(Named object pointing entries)
────────

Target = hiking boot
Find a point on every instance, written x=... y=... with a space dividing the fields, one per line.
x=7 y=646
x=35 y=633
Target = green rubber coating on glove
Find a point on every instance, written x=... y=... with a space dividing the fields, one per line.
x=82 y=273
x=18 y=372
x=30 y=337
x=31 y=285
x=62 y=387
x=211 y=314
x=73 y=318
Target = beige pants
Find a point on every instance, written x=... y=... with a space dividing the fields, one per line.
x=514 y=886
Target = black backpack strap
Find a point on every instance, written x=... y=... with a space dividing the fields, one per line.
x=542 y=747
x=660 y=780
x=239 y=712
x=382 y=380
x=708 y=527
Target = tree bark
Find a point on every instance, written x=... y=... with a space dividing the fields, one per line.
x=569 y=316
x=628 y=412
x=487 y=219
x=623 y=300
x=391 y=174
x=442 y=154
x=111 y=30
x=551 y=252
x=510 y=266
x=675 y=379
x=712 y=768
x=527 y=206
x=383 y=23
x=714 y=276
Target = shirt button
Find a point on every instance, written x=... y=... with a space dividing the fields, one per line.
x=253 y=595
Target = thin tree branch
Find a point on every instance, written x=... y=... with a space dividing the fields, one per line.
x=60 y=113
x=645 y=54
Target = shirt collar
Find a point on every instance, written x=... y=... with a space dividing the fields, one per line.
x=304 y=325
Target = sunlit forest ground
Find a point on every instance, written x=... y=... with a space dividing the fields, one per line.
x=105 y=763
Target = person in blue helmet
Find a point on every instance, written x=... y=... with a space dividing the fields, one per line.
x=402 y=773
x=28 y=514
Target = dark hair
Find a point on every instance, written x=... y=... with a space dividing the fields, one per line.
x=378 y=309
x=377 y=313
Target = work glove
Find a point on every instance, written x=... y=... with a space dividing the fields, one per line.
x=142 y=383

────────

• _Problem statement_
Recast the lines from the line with "Target = beige pants" to the line with "x=304 y=325" in the material above as a numbered list, leaving out any blank lines.

• _Exercise solution_
1. Target = beige pants
2. Find a point on every instance, written x=... y=... with a space dividing the fields, one per line.
3. x=514 y=886
4. Target = black backpack strap
5. Find a point on every instance, written x=... y=... with a space dividing the fields, one per line.
6. x=542 y=747
7. x=660 y=780
8. x=239 y=712
9. x=382 y=380
10. x=708 y=527
11. Target = tree bark
12. Find a point on every instance, written x=... y=... with a space dividing the fields, one per line.
13. x=569 y=316
14. x=628 y=412
15. x=487 y=219
16. x=623 y=300
17. x=391 y=174
18. x=442 y=154
19. x=111 y=30
20. x=551 y=252
21. x=510 y=266
22. x=675 y=379
23. x=712 y=768
24. x=527 y=206
25. x=383 y=23
26. x=714 y=276
27. Target = shirt button
28. Find a point on every instance, written x=... y=... with a space dividing the fields, one per line.
29. x=253 y=595
30. Target = thin tree branch
31. Find a point on every instance, written x=... y=... with a space dividing the fields, one per line.
32. x=60 y=113
33. x=645 y=54
34. Target = shirt collar
35. Find a point on every instance, written x=... y=... with a space dividing the fields, one per line.
36. x=304 y=325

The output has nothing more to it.